#### Task brief:
Each line below must be set down exactly as it stands.

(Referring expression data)
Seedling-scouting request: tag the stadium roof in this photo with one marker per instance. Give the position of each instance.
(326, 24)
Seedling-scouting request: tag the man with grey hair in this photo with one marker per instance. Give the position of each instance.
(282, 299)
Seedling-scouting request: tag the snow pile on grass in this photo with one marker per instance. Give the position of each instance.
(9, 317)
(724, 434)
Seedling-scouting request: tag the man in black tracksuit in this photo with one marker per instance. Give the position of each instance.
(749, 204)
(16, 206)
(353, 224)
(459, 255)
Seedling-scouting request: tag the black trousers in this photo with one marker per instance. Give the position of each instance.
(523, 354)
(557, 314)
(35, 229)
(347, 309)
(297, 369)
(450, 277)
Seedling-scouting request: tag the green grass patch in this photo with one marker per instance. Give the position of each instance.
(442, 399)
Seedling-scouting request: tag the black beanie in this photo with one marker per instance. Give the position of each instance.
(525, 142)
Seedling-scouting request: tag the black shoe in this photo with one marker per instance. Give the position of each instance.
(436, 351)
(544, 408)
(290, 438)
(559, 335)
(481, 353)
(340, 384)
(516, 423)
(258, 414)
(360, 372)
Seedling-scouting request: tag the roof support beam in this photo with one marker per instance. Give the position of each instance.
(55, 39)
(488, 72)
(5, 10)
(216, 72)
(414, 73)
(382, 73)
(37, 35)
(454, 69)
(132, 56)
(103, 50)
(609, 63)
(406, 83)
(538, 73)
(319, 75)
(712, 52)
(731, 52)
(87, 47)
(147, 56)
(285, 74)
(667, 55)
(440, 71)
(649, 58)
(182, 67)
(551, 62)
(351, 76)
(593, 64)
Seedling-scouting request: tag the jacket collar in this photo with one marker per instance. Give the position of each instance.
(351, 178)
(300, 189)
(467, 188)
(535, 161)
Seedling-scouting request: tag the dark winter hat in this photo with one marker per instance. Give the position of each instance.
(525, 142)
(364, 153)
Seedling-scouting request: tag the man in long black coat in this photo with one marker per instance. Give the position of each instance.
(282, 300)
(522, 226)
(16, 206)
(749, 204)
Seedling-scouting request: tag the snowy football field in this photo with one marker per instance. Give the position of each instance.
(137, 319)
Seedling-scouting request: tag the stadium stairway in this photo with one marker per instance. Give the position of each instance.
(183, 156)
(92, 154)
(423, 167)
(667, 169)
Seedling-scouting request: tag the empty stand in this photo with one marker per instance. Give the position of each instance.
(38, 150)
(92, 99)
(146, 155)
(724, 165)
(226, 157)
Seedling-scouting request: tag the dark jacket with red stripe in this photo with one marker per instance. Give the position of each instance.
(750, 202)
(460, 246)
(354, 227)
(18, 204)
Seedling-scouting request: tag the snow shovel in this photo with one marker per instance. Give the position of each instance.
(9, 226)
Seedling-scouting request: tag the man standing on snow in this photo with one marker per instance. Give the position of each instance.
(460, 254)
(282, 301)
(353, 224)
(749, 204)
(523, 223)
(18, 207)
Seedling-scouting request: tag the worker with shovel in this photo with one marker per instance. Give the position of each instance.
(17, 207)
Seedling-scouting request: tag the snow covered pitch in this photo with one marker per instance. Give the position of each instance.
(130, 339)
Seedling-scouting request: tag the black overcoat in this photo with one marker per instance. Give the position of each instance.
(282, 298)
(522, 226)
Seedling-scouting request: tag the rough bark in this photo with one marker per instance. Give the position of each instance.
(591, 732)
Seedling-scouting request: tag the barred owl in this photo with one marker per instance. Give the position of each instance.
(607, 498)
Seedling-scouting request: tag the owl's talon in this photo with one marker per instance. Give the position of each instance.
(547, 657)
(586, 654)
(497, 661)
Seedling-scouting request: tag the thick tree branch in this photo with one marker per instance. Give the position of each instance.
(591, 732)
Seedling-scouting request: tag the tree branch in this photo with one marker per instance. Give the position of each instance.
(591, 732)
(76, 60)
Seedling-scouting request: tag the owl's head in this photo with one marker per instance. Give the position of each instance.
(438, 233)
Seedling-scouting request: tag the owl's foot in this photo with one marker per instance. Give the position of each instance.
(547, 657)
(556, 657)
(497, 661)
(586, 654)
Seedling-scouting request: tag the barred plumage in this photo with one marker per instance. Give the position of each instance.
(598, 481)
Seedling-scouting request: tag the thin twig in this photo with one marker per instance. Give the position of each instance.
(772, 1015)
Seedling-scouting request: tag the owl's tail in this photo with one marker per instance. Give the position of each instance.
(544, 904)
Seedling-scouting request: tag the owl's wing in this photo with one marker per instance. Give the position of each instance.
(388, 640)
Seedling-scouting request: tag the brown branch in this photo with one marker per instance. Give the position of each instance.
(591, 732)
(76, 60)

#### Expected answer:
Seedling-scouting request: tag the stadium roof in this photo with one marker per instance. Give the position of each instance.
(326, 24)
Seedling-scouting request: tag the man with grey hair in this photo with one marker per instance. Give the position of each instance.
(282, 299)
Seedling-scouting request: tag the snow pile on grass in this photo with one marker per instance. Give the position of each instance.
(9, 317)
(724, 434)
Seedling-scouting request: tag the man in black tracksuit in this photo with one marker per instance. Give the position of each instance.
(749, 204)
(16, 206)
(353, 224)
(459, 255)
Seedling-scouting request: tag the black trousers in this photo with one marker per instance. Give the position of each instance.
(523, 354)
(557, 314)
(35, 229)
(347, 309)
(297, 369)
(450, 277)
Seedling-scouting request: tag the green grass patch in this photo with one marker per instance. Give the position of each instance.
(442, 399)
Seedling-scouting request: tag the black beanie in this photo with one marker per instance. Give the position of each instance.
(525, 142)
Seedling-scouting request: tag the black shoe in this photo with one marker per instance. Give the position of each instance.
(436, 351)
(544, 408)
(290, 438)
(559, 335)
(481, 353)
(340, 384)
(516, 423)
(258, 414)
(360, 372)
Seedling-scouting request: tag the roof support beam in this photo with one marker per instance. Give the position of each instance.
(55, 39)
(488, 72)
(5, 10)
(216, 72)
(414, 73)
(382, 73)
(37, 35)
(454, 69)
(132, 56)
(103, 50)
(609, 63)
(406, 83)
(538, 73)
(319, 75)
(712, 52)
(731, 52)
(87, 47)
(147, 56)
(285, 74)
(667, 55)
(440, 71)
(649, 58)
(182, 67)
(551, 62)
(351, 76)
(593, 64)
Seedling-scouting request: tag the jacket collar in this photo with one marker per instance. Give the position of each instance.
(351, 178)
(300, 189)
(467, 188)
(535, 161)
Seedling-scouting request: tag the dark winter hat in this photo with one marker per instance. Give the position of each instance.
(525, 142)
(364, 153)
Seedling-scouting request: tag the man in long black coat in this photo with one marker per instance. Give the position of each instance.
(282, 300)
(522, 226)
(16, 206)
(749, 204)
Seedling-scouting request: tag the snowy football field in this photo with one marker per instance. Give the position of each instance.
(137, 319)
Seedling-scouting request: tag the stadium stairway in this photo with one marker per instance. Give the position of each instance.
(183, 156)
(92, 154)
(423, 167)
(667, 169)
Seedling-scouting request: tag the empty stand in this photo with one marker per instance. Give the position of each instance.
(38, 150)
(92, 99)
(146, 155)
(724, 165)
(226, 157)
Seedling-scouting request: tag the dark jacket with red stripe in this photo with one marker per instance. Give the position of each instance.
(750, 202)
(460, 246)
(354, 227)
(18, 204)
Seedling-scouting request: tag the snow shovel in this photo with one marker per instance. Give the position of each instance.
(9, 226)
Seedling-scouting request: tag the man standing on snow in this photo with one marker per instance. Give the position of each instance.
(460, 254)
(282, 301)
(353, 224)
(749, 204)
(523, 223)
(18, 207)
Seedling-scouting request: tag the worker with shovel in this photo with one marker per instance. Give the position of each instance.
(17, 207)
Seedling-scouting request: tag the snow covered pitch in this photo with one marker per instance. Give the position of each instance.
(130, 339)
Seedling-scouting request: tag the black overcoat in this photo with one marker per instance. Give the position of each instance.
(282, 298)
(522, 226)
Seedling-scouting request: tag the rough bark in this photo with one marker per instance. Give the position of each instance.
(591, 732)
Seedling-scouting request: tag the barred owl in this photo with one marker per instance. Give the position of each instance.
(607, 498)
Seedling-scouting request: tag the owl's talon in this photo with one marker per instance. Give the position of each instance.
(547, 657)
(586, 654)
(497, 661)
Seedling-scouting request: tag the thick tree branch in this photo with one marker per instance. Give the position of each instance.
(591, 732)
Seedling-scouting request: tag the tree branch in this photo with one marker per instance. Give the position of each instance.
(591, 732)
(76, 60)
Seedling-scouting request: tag the owl's head in this photo with one marker per instance. Give the position of each instance.
(438, 233)
Seedling-scouting request: tag the owl's foot in this photo with one marker per instance. Give the position of each instance.
(547, 657)
(556, 657)
(497, 661)
(586, 654)
Seedling-scouting request: tag the barred plumage in this photo with one marker per instance. Give the position of each instance.
(598, 481)
Seedling-scouting request: tag the thin twig in this photo with one marker per instance. Give the position of each instance.
(772, 1015)
Seedling-scouting request: tag the owl's tail in this photo with one marker per instance. Give the position of each instance.
(544, 904)
Seedling-scouting request: tag the owl's wing in this photo with one marker per instance. Give the position of each instance.
(388, 640)
Seedling-scouting request: tag the brown branch in this photo with one marker per instance. Give the position of each instance.
(591, 732)
(76, 60)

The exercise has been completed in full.